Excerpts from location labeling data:
# # #
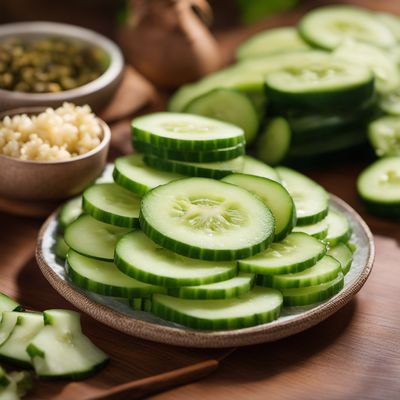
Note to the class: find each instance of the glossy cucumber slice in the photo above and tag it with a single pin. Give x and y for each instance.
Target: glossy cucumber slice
(214, 170)
(70, 211)
(13, 349)
(274, 142)
(379, 187)
(61, 350)
(137, 256)
(191, 156)
(295, 253)
(339, 230)
(271, 41)
(112, 204)
(229, 106)
(252, 166)
(105, 278)
(310, 199)
(304, 296)
(384, 135)
(274, 196)
(206, 219)
(186, 132)
(330, 26)
(234, 287)
(343, 254)
(326, 269)
(259, 306)
(93, 238)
# # #
Task details |
Arrange every line of the items above, except the pictures, as a JSON list of strings with one string per line and no blank lines.

Result of the task |
[
  "Note to the class: find each instance of the glossy cucumber slice in the photo above and tag it with a single pin. Give x and y for each instance.",
  "Target: glossy cucumber slice",
  "(214, 170)",
  "(70, 211)",
  "(13, 349)",
  "(274, 142)",
  "(379, 187)",
  "(61, 350)",
  "(137, 256)",
  "(191, 156)",
  "(295, 253)",
  "(339, 230)",
  "(271, 41)",
  "(112, 204)",
  "(229, 106)",
  "(252, 166)",
  "(105, 278)",
  "(310, 199)",
  "(304, 296)",
  "(384, 135)",
  "(274, 196)",
  "(206, 219)",
  "(186, 132)",
  "(330, 26)",
  "(234, 287)",
  "(343, 254)",
  "(326, 269)",
  "(259, 306)",
  "(93, 238)"
]